▶ **GEGEVEN PASSAGE**
Supergeleiding

Zoek dit woord op in WikiWoordenboek
Uit Wikipedia, de vrije encyclopedie
(Doorverwezen vanaf Supergeleider)

Supergeleiding (vroeger ook suprageleiding genoemd) is het verschijnsel dat sommige materialen, onder een bepaalde, meestal zeer lage temperatuur of cryogene omstandigheden, geen elektrische weerstand meer hebben. Het verschijnsel is op 8 april 1911, in zijn laboratorium in Leiden, ontdekt door de natuurkundige Heike Kamerlingh Onnes.[1][2][3] In de jaren 80 en 90 van de 20e eeuw vond men ook supergeleiding bij veel hogere temperaturen, in keramische materialen.

Supergeleiding wil zeggen dat als er stroom op gang gebracht wordt in een gesloten kring die bestaat uit een supergeleidend materiaal, deze stroom ook zonder aangelegde elektrische spanning zal blijven rondlopen. Doordat een kringstroom een magnetisch veld opwekt kan men op deze manier een permanent magnetisch veld opwekken. Supergeleidende magneten vinden daarom veel toepassing, maar een groot nadeel is dat supergeleiding in de meeste materialen slechts bij bijzonder lage temperaturen optreedt, enkele graden boven het absolute nulpunt. Supergeleidende magneten moeten dus met grote en kostbare installaties worden gekoeld, meestal met vloeibaar helium.

Als gevolg van het Meissner-effect kan een magneet zweven boven een supergeleider.

Geschiedenis[bewerken | brontekst bewerken]

Tijdlijn van onderzoek naar supergeleiding
1911 Heike Kamerlingh Onnes en Gilles Holst ontdekken dat de weerstand van kwik plotseling verdwijnt bij 4,2 kelvin.
1933 Walther Meissner en Robert Ochsenfeld ontdekken dat binnenin supergeleidende metalen geen magnetische velden kunnen voorkomen.
1935 Fritz en Heinz London tonen aan dat het Meissner-effect een gevolg is van de beperking van de elektromagnetische vrije energie veroorzaakt door de supergeleidende stroom.
1952 Aleksej Abrikosov maakt onderscheid tussen Type-I en Type-II supergeleiders.
1957 John Bardeen, Leon Cooper en Robert Schrieffer formuleerden de BCS-theorie, een uitleg waarin de elektronen in een supergeleider paren vormen.
1962 De eerste commerciële supergeleidende draad, een niobium-titanium (NbTi) legering, wordt door Westinghouse vervaardigd.

(Gegevens voor het labelen van regio's)
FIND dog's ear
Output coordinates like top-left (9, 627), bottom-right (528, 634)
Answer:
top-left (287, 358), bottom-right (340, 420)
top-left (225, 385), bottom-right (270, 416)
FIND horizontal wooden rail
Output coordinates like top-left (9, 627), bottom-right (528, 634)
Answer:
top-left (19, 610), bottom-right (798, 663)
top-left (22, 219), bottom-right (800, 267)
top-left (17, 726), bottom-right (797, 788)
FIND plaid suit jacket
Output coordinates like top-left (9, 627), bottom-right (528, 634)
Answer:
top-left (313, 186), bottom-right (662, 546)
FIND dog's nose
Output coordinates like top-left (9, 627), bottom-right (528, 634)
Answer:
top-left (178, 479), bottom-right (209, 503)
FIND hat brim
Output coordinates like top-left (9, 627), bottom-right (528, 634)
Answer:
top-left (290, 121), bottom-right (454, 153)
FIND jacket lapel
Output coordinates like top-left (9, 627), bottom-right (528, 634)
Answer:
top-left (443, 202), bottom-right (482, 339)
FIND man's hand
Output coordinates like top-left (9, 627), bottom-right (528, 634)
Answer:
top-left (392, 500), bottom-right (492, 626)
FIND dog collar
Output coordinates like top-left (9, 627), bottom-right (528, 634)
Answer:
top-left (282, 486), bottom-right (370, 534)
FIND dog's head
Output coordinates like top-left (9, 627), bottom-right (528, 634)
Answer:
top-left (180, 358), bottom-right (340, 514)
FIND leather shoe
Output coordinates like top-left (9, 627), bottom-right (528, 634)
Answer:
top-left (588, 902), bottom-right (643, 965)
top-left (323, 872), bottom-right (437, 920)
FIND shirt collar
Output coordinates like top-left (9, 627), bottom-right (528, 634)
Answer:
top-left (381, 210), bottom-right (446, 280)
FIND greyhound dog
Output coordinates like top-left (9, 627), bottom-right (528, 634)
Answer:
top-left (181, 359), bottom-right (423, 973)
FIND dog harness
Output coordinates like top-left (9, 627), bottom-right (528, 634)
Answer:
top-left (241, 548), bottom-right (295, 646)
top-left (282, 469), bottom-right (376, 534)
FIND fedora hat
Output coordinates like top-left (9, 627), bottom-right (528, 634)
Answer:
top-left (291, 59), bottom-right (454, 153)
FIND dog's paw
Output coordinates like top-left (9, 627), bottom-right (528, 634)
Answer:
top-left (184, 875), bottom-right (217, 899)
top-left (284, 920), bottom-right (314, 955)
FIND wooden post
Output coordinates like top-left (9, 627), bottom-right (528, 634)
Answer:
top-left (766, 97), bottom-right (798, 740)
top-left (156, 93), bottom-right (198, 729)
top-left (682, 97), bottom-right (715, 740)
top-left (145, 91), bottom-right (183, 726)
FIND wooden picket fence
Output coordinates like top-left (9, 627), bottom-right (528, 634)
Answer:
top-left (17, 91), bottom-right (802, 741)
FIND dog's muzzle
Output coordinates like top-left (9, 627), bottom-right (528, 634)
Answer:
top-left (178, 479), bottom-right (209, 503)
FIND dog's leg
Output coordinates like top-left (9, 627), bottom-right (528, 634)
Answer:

▶ **GEGEVEN OPDRACHT**
Schrijf de tekst over supergeleiding verder, te beginnen na de laatste zin die erin staat.

▶ **ANTWOORD OP OPDRACHT**
1962 Brian Josephson voorspelt het Josephson-effect, waarbij supergeleidende elektronenparen door een isolatiebarrière kunnen tunnelen.
1986 Alex Müller en Georg Bednorz ontdekken het fenomeen van hogetemperatuursupergeleiding.
1987 Paul C.W. Chu maakt een legering die bij 93 K supergeleidend wordt.

Nadat Heike Kamerlingh Onnes in 1908 erin was geslaagd om helium vloeibaar te maken begon hij met een reeks experimenten om definitief een antwoord te verkrijgen over de elektrische weerstand van metalen rond het absolute nulpunt. Uit proeven was bekend dat de weerstand afneemt naarmate de temperatuur daalt, maar de natuurkundigen verschilden van mening over wat met de weerstand zou gebeuren bij het absolute nulpunt.

  • Volgens de regel van Matthiessen, afkomstig van de Britse scheikundige Augustus Matthiessen, bestaat de weerstand van een metaal uit een som van twee weerstanden, een temperatuurafhankelijke elektronenweerstand en een temperatuuronafhankelijke restweerstand die wordt veroorzaakt door onzuiverheden in het metaal. Volgens Matthiessen zou bij een dalende temperatuur de weerstand lineair afnemen tot alleen een constante waarde, de restweerstand, overblijft.
  • De Britse natuurkundige Lord Kelvin had een geheel andere theorie. Hij meende dat bij zeer lage temperaturen de elektronen hun beweeglijkheid in het metaal zouden verliezen en op de metaalionen zouden "vastvriezen". Het metaal zou een isolator worden met een oneindige hoge weerstand.
  • Ten slotte was daar de elektronentheorie van de Nederlandse natuurkundige Hendrik Lorentz. Die stelde dat de weerstand van een metaal wordt veroorzaakt doordat de geleidingselektronen werden verstrooid door het trillen van het ionenrooster. Bij het absolute nulpunt is er minder trilling, waardoor de vrije weglengte van de elektronen groter is en de weerstand nul is.

Experiment van Kamerlingh Onnes[bewerken | brontekst bewerken]

Oorspronkelijke meting van Kamerlingh Onnes van de weerstand van een kwikdraadje als functie van de temperatuur (26 oktober 1911)
Oorspronkelijke meting van Kamerlingh Onnes van de weerstand van een kwikdraadje als functie van de temperatuur (26 oktober 1911)

Samen met Gilles Holst nam Kamerling Onnes een platinadraad en keek toe hoe de weerstand van graad tot graad daalde. Overeenkomstig de voorspellingen nam de weerstand af met de temperatuur; maar eenmaal bij enkele graden boven het absolute nulpunt gekomen namen ze waar dat de weerstand constant bleef als de temperatuur verder daalde. Eenzelfde proef met een gouddraad gaf hetzelfde resultaat. Deze uitkomsten ondersteunden de theorie van Matthiessen en schenen te bevestigen dat de gemeten restweerstand werd veroorzaakt door onzuiverheden in het metaal.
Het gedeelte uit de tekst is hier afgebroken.